== 本文 ==

-----

本発明の光学積層体において、上記マルテンス硬度(N1)とマルテンス硬度(N2)との差(N1-N2)が、0~150N/mm2であり、マルテンス硬度(N2)とマルテンス硬度(N3)との差(N2-N3)が、0~150N/mm2であることが好ましい。
また、上記ハードコート層の表面の鉛筆硬度試験(4.9N荷重)の硬度が、3H以上であることが好ましい。
また、上記ハードコート層は、電離放射線硬化型樹脂と光重合開始剤とを含有するハードコート層形成用組成物を用いて形成されたものであり、上記電離放射線硬化型樹脂は、6以上の重合性官能基を有するウレタン化合物、又は、10以上の重合性官能基を有するポリマーと、2以上の重合性官能基を有する化合物とを含有することが好ましい。
また、上記ハードコート層形成用組成物における光重合開始剤の含有量が電離放射線硬化型樹脂100質量部に対して、1~10質量部であることが好ましい。
本発明は、最表面に上述の光学積層体、又は、上述の偏光板を備えることを特徴とする画像表示装置でもある。
以下に、本発明を詳細に説明する。
上記ハードコート層の表面のマルテンス硬度(N1)の具体的な測定方法としては、例えば、図1に示したように、上記N1は、ハードコート層10の表面(トリアセチルセルロース基材と反対側表面)に対して垂直方向から対面角136°のダイヤモンド正四角錐形状のビッカース圧子12を押し込み、得られた荷重-変位曲線から、マルテンス硬度を算出し、これを5箇所について求めた平均をハードコート層の表面のマルテンス硬度(N1)とする。なお、上記マルテンス硬度は、より具体的には、ビッカース圧子の押し込みによりできたピラミッド形のくぼみ13aの対角線の長さからその表面積A(mm2)を計算し、試験荷重F(N)を割る(F/A)ことで求められる。

-----

[ポインティング用データセットの記録]
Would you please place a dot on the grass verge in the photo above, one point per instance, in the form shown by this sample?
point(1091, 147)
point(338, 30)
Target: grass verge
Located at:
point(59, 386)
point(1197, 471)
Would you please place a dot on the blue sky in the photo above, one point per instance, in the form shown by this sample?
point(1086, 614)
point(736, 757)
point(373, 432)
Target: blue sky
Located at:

-----

== 問題の指示 ==
本文のうち、「本発明の光学積層体において、」を含む箇所から始めて「(F/A)ことで求められる。」までを一字も変えずに引用しなさい。 本文だけを手がかりにして取り組むこと。

== 解答例 ==
本発明の光学積層体において、上記マルテンス硬度(N1)とマルテンス硬度(N2)との差(N1-N2)が、0~150N/mm2であり、マルテンス硬度(N2)とマルテンス硬度(N3)との差(N2-N3)が、0~150N/mm2であることが好ましい。
また、上記ハードコート層の表面の鉛筆硬度試験(4.9N荷重)の硬度が、3H以上であることが好ましい。
また、上記ハードコート層は、電離放射線硬化型樹脂と光重合開始剤とを含有するハードコート層形成用組成物を用いて形成されたものであり、上記電離放射線硬化型樹脂は、6以上の重合性官能基を有するウレタン化合物、又は、10以上の重合性官能基を有するポリマーと、2以上の重合性官能基を有する化合物とを含有することが好ましい。
また、上記ハードコート層形成用組成物における光重合開始剤の含有量が電離放射線硬化型樹脂100質量部に対して、1~10質量部であることが好ましい。
本発明は、最表面に上述の光学積層体、又は、上述の偏光板を備えることを特徴とする画像表示装置でもある。
以下に、本発明を詳細に説明する。
上記ハードコート層の表面のマルテンス硬度(N1)の具体的な測定方法としては、例えば、図1に示したように、上記N1は、ハードコート層10の表面(トリアセチルセルロース基材と反対側表面)に対して垂直方向から対面角136°のダイヤモンド正四角錐形状のビッカース圧子12を押し込み、得られた荷重-変位曲線から、マルテンス硬度を算出し、これを5箇所について求めた平均をハードコート層の表面のマルテンス硬度(N1)とする。なお、上記マルテンス硬度は、より具体的には、ビッカース圧子の押し込みによりできたピラミッド形のくぼみ13aの対角線の長さからその表面積A(mm2)を計算し、試験荷重F(N)を割る(F/A)ことで求められる。